** START Text provided **

How to secure your home from the outside

How to secure your home from the outside

We all associate our home with the feeling of safety and security, and a break-in can involve losing far more than a few material possessions. While the number of burglaries in the UK has steadily fallen over the past few years, it still remains one of most common crimes.

According to the police, homes with no security measures are five times more likely to be burgled than those that have basic security measures in place1, highlighting that burglars are often opportunists. Fortunately, there are a number of precautions you can take in order to secure your home from the outside and make it as unappealing as possible to potential burglars.

Securing the outside of your home and garden

Protecting our homes from the outside needn’t involve digging a moat or building siege-worthy walls; putting a few simple security measures in place and adopting good habits should be enough to deter the average petty thief. We speak to Lucie Banham, Director of leading security company Banham Group, to gain her expert view on how to protect your home from the outside.

Carry out a perimeter check and identify any weak spots

Put yourself in a burglar’s shoes and walk around the perimeter of your home. Do you notice any weak spots where a thief could gain easy access, such as windows that can be forced open? The likelihood is that if you can spot these, thieves will be able to do the same.

Secure the perimeter

Building a tall fence, if you don’t have one already, is not only an effective deterrent to anyone wanting to break-in, but could also prevent burglars from window shopping. Install timber trellis on top of your fence for added security, as trellis is quite weak and if an intruder were to try and climb it, it would collapse.

Install an alarm

Lucie suggests that “having a bell box on the front and back of your house, installed by a reputable NSI gold standard security installer acts as a great deterrent to most burglars. Burglars can often spot a dummy bell box or DIY system and will know that they can break in without any likely interruption from the police.”

Install motion sensor lighting

Motion sensor lighting is one of the easiest, cheapest and most effective ways of securing your property. Burglars certainly don’t want to be put in the spotlight, and will find it considerably more difficult to go about their business in plain sight.

** END Text provided **
** START Listing **

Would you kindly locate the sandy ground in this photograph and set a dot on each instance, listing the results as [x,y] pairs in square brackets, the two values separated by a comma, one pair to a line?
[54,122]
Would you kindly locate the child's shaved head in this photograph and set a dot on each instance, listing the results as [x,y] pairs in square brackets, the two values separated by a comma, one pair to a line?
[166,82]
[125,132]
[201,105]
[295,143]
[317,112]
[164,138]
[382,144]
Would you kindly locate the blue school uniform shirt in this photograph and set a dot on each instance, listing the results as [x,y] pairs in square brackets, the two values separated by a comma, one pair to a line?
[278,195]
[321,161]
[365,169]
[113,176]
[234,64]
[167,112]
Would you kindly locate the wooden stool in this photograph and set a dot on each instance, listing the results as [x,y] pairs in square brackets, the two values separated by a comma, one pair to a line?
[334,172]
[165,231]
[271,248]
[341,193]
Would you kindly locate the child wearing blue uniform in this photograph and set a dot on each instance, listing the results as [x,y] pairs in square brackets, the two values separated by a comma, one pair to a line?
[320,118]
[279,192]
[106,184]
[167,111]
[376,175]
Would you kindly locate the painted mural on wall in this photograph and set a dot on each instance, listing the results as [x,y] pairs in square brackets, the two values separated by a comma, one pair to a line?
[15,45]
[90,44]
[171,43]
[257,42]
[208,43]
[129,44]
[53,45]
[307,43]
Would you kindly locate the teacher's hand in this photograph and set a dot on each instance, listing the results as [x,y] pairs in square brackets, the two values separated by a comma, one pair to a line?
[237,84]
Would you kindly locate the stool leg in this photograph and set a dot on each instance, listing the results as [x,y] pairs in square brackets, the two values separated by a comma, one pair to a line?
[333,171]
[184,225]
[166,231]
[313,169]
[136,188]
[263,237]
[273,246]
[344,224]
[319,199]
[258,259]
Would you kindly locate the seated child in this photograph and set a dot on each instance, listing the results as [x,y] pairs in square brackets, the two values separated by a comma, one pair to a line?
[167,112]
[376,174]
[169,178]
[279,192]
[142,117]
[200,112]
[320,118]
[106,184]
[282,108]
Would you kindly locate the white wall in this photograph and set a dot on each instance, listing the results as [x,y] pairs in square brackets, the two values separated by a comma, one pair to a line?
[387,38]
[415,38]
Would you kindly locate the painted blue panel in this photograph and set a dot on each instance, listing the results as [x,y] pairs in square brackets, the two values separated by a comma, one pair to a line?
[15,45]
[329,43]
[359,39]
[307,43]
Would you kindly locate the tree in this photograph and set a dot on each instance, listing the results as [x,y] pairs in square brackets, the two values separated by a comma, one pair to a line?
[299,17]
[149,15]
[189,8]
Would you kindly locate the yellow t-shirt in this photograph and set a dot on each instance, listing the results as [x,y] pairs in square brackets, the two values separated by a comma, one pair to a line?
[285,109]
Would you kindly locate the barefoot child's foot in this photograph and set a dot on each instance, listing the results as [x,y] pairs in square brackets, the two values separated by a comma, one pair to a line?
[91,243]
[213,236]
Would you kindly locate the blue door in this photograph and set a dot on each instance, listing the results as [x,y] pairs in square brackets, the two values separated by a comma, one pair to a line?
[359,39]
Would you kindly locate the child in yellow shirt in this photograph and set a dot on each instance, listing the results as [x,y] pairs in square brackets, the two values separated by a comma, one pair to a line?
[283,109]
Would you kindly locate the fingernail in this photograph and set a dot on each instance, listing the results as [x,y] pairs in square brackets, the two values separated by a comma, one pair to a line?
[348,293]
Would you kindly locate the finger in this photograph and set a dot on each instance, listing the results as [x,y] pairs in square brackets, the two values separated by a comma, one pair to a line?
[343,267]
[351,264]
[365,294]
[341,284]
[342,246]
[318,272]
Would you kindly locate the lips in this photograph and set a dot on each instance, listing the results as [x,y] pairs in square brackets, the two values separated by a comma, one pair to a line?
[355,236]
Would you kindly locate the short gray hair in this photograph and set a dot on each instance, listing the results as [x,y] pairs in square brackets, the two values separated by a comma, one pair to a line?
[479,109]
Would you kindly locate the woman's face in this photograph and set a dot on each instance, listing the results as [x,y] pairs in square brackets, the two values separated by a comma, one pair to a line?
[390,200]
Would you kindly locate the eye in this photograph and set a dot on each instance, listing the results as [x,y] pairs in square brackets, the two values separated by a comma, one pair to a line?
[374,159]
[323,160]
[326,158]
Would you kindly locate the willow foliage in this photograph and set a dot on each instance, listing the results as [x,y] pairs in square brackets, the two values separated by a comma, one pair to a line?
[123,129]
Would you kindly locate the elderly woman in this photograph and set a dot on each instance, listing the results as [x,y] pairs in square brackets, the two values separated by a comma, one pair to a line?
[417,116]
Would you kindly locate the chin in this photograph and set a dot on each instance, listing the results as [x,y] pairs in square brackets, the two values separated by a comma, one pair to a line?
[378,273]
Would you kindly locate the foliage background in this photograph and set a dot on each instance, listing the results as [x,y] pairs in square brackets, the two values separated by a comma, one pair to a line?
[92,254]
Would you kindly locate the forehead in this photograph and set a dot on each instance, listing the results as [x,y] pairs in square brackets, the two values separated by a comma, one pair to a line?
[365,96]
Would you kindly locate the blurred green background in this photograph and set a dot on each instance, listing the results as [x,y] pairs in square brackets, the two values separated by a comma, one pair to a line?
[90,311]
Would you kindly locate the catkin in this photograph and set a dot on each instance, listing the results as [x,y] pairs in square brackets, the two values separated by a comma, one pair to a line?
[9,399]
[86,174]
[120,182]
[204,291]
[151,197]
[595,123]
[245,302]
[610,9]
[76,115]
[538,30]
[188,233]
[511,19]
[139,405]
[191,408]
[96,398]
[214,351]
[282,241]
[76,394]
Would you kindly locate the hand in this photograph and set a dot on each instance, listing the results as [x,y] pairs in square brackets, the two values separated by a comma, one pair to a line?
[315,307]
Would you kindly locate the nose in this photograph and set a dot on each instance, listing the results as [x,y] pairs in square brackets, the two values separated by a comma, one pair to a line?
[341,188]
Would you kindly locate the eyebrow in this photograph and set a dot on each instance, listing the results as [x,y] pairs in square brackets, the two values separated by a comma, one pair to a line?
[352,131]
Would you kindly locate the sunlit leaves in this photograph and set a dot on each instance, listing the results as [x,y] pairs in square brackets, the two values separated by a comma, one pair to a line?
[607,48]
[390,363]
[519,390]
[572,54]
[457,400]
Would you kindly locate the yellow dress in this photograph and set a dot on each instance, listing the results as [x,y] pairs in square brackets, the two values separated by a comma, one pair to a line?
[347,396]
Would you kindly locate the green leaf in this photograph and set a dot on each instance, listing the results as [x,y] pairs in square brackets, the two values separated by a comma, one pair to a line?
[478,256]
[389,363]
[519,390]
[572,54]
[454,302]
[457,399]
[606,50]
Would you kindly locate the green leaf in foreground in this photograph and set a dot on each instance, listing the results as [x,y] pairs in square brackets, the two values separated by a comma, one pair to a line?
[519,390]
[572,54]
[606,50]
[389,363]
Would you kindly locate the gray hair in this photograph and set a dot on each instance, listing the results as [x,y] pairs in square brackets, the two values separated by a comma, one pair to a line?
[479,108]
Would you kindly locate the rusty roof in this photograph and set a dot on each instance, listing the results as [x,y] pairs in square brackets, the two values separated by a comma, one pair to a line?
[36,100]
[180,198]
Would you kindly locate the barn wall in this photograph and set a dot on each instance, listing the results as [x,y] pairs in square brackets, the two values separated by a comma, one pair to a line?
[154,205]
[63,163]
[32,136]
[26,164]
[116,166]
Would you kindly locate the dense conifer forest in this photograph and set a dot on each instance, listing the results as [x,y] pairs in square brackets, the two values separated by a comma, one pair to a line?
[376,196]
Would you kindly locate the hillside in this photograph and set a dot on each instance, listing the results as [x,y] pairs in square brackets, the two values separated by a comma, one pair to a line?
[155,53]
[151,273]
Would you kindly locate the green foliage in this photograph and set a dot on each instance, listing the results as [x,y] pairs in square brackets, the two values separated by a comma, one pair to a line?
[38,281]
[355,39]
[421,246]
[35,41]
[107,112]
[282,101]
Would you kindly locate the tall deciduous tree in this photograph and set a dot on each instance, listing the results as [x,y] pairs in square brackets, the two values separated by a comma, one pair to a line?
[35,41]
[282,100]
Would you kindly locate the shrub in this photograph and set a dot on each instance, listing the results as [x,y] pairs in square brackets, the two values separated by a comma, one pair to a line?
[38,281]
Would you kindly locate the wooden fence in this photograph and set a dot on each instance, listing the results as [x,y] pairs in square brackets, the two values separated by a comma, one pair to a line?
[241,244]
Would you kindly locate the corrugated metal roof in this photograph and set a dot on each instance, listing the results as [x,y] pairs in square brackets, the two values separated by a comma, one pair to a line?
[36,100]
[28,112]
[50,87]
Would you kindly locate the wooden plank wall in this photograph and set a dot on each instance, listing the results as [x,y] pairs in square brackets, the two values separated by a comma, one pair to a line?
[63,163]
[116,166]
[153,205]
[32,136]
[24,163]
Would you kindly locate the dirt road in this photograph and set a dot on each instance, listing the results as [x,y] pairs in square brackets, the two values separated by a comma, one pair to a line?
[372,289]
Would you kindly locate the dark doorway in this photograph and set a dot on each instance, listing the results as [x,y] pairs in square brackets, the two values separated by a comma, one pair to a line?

** END Listing **

What the task requires
Transcribe word for word the passage of the home security article starting with "Carry out a" and going on through "it would collapse.".

Written response
Carry out a perimeter check and identify any weak spots

Put yourself in a burglar’s shoes and walk around the perimeter of your home. Do you notice any weak spots where a thief could gain easy access, such as windows that can be forced open? The likelihood is that if you can spot these, thieves will be able to do the same.

Secure the perimeter

Building a tall fence, if you don’t have one already, is not only an effective deterrent to anyone wanting to break-in, but could also prevent burglars from window shopping. Install timber trellis on top of your fence for added security, as trellis is quite weak and if an intruder were to try and climb it, it would collapse.